## THE PROBLEM
Locate each line below containing the string "looks" and copy those lines. Treat uppercase and lowercase as different.

Items from a data source
--- Start ---
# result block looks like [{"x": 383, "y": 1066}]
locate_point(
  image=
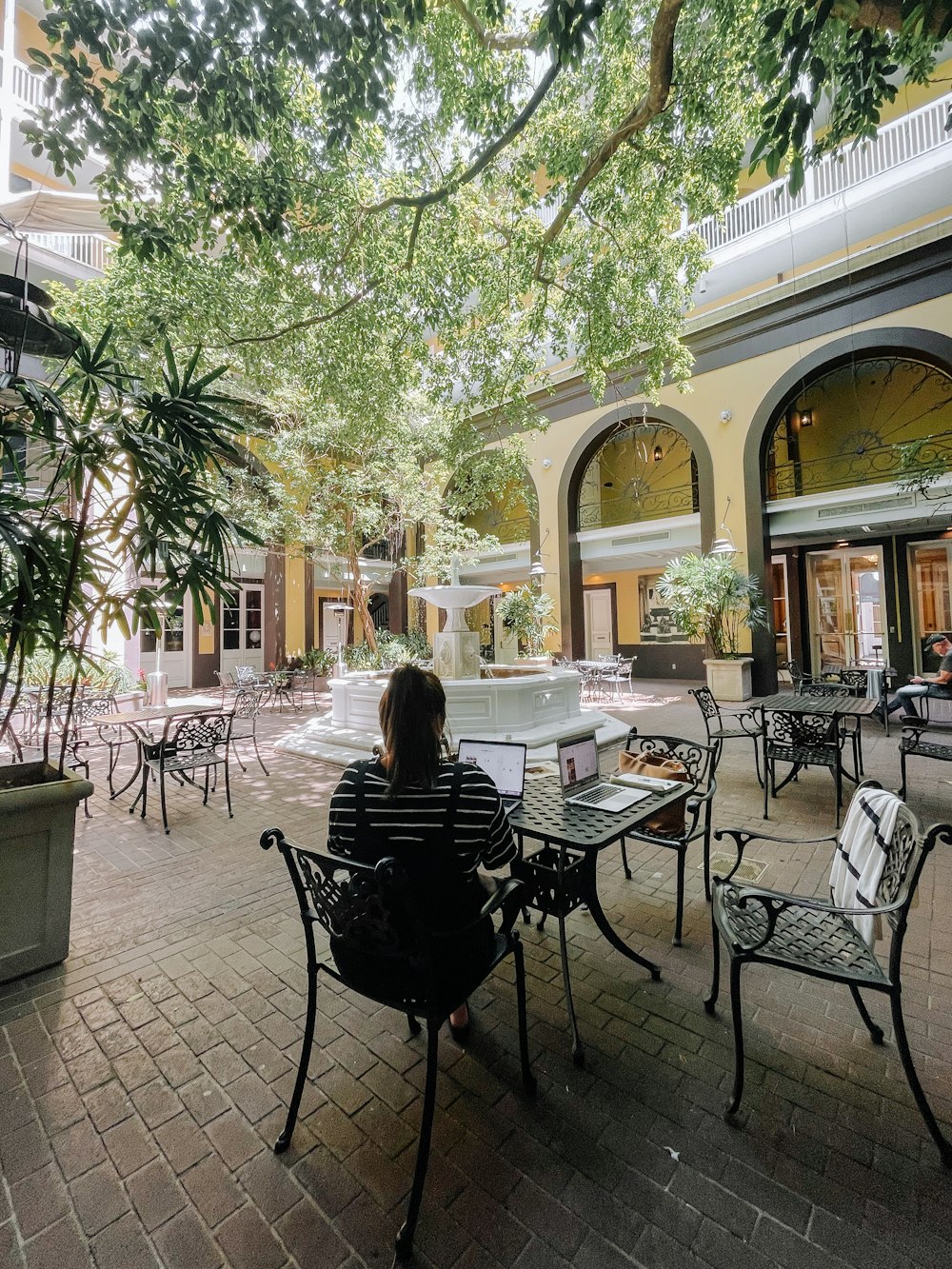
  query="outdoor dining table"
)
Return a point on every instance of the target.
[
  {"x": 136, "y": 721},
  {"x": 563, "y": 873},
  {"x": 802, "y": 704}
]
--- End ---
--- Start ---
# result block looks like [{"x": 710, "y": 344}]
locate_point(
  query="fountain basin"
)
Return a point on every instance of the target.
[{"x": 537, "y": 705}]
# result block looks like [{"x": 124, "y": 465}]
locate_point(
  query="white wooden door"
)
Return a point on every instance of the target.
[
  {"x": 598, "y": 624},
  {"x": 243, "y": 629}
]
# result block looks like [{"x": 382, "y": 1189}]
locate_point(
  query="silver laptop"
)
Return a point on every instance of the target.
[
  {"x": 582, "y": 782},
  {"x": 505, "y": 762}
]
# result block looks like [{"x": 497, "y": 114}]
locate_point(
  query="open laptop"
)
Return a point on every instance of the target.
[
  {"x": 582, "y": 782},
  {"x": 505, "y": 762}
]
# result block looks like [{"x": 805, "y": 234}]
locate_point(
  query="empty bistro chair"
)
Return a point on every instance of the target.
--- End ---
## THE COMPLETED TASK
# result block looks like [{"x": 383, "y": 1066}]
# result block looks like [{"x": 710, "y": 344}]
# result block looks like [{"x": 124, "y": 465}]
# result block looks like [{"x": 382, "y": 1189}]
# result block looks like [{"x": 497, "y": 114}]
# result block looks like [{"x": 805, "y": 234}]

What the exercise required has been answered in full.